> DAFTAR TUGAS:
[1] Menurut kutipan tentang film No Time To Die, kenapa James meninggalkan Madeleine untuk selama-lamanya? Jawab dalam satu sampai tiga kalimat.
[2] Tuliskan semua tokoh yang disebut di bagian "Sinopsis" dalam kutipan tentang film No Time To Die, lengkap dengan nama pemerannya.

> KUTIPAN TEKS:
════════════════════
REVIEW FILM NO TIME TO DIE - PENUTUP SAGA JAMES BOND YANG EMOSIONAL DAN MENGESANKAN


Petualangan agen rahasia flamboyan nan playboy James Bond era modern akan diakhiri dalam filmnya yang ke-25 bertajuk No Time To Die. Film penutup Daniel Craig sebagai agen rekaan Ian Fleming ini dikabarkan akan menjadi kisah pamungkas yang epik, emosional dan memorable dan akan memberikan pengaruh pada film-film James Bond selanjutnya.

Disutradarai oleh sutradara dan penulis naskah Cary Joji Fukunaga serta kembali dibintangi Ralph Fiennes, Naomie Harris, Ben Wishaw, Lea Seydoux, Jeffrey Wright dan Christoph Waltz yang mendukung Daniel Craig sebagai protagonis utama, No Time To Die  ini menambah talenta dalam sosok pemenang oscar aktor terbaik, Rami Malek, aktor muda Billy Magnussen, Lashana Lynch dan Ana de Armas.

No Time To Die akan tayang di seluruh bioskop Indonesia mulai tanggal 30 September 2021.


Sinopsis

Melanjutkan cerita di akhir film Spectre, James Bond (Daniel Craig) dan Madeleine Swann (Lea Seydoux) yang berhasil selamat dari kejaran organisasi teroris Spectre dan menangkap pimpinannya, Blofeld (Christoph Waltz), tengah dimabuk cinta dan berlibur di Acropolis. Sayangnya liburan tersebut terganggu oleh anggota Spectre yang mendendam dan mengincar nyawa James. Mengetahui masih adanya rahasia yang Madeleine simpan soal masa lalunya dengan Spectre, James pun kehilangan kepercayaan dan meninggalkan Madeleine untuk selama-lamanya.

Lima tahun kemudian, Bond yang sudah pensiun dari MI6 dan mengisolasi diri di negara tropis terpencil rupanya harus menghadapi sosok musuh baru yang memiliki senjata biologis canggih yang mengancam dunia. Felix (Jeffrey Wright) Agen CIA kenalan James membawa informasi tersebut bersama Logan (Billy Magnussen) yang menunjukkan bukti adanya hubungan antara senjata biologis tersebut dengan Spectre. Setelah melakukan pengusutan di Kuba dengan bantuan agen CIA, Paloma (Ana de Armas), James mengetahui bahwa senjata biologis itu ternyata mengancam nyawa Madeleine. James pun terpaksa turun tangan dan beraksi kembali demi melindungi Madeleine sekaligus menyelamatkan dunia.


Ulasan

Franchise yang akrab dengan formula kisah agen rahasia yang mencoba menyelesaikan misinya menyelamatkan dunia dari ancaman teroris lengkap dengan percintaan antara James dengan para Bond Girl ini dahulu terkesan absurd dan komikal. Namun, sejak film Casino Royale (2006), James Bond versi Daniel Craig ini meninggalkan kesan absurd dan tampil lebih realistis dalam menampilkan kisah agen rahasia yang tangguh. Kisah percintaannya pun terasa lebih intim dan tidak sekadar main-main lagi.
════════════════════
> BARIS YANG DISEDIAKAN:
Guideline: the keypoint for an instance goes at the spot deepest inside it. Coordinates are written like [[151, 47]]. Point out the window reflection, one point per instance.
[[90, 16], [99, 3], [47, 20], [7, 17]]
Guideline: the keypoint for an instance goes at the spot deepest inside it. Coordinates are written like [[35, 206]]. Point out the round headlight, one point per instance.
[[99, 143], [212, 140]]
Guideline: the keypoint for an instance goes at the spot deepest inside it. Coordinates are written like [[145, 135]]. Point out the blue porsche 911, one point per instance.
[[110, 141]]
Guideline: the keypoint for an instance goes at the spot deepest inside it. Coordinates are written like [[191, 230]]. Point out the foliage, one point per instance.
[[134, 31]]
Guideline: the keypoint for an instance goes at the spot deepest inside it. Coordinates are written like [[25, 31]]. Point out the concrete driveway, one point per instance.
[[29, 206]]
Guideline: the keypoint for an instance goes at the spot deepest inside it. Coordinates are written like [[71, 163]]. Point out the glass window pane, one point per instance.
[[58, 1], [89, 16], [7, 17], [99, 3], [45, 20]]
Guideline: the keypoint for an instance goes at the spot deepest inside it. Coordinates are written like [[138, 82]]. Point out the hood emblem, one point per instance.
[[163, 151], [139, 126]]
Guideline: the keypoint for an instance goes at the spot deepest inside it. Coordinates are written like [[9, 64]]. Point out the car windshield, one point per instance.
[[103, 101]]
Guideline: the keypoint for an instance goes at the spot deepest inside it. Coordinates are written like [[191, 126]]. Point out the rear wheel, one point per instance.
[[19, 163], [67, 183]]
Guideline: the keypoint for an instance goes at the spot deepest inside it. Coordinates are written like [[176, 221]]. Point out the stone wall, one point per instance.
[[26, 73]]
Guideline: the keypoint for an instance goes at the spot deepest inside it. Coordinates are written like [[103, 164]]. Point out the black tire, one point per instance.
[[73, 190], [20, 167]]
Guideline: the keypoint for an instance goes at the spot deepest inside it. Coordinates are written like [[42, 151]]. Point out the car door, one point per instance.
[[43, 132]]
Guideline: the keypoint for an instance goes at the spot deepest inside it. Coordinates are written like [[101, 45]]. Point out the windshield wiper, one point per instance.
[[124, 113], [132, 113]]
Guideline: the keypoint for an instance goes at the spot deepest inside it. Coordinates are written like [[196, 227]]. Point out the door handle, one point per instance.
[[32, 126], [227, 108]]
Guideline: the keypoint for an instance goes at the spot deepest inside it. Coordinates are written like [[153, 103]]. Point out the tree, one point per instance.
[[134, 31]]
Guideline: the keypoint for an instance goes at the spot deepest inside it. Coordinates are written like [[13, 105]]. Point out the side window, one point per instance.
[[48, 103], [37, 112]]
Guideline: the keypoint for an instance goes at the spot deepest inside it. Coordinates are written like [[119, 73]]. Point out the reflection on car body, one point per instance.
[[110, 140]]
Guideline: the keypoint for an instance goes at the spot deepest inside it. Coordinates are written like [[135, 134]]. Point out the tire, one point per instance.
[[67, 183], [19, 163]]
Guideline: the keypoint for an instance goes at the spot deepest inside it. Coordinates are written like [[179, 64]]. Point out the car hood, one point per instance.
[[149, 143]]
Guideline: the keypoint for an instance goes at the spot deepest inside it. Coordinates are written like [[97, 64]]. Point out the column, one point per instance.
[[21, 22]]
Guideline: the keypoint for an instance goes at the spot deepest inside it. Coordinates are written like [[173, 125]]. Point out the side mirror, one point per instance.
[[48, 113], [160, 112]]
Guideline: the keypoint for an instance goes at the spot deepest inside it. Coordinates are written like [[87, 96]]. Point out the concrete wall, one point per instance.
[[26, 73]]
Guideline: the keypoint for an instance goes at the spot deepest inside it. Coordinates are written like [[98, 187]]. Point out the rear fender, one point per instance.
════════════════════
> JAWABAN PER TUGAS:
[1] James meninggalkan Madeleine karena ia tahu Madeleine masih menyimpan rahasia soal masa lalunya dengan Spectre. Karena itu, James kehilangan kepercayaan kepadanya.

[2]
- James Bond (Daniel Craig)
- Madeleine Swann (Lea Seydoux)
- Blofeld (Christoph Waltz)
- Felix (Jeffrey Wright)
- Logan (Billy Magnussen)
- Paloma (Ana de Armas)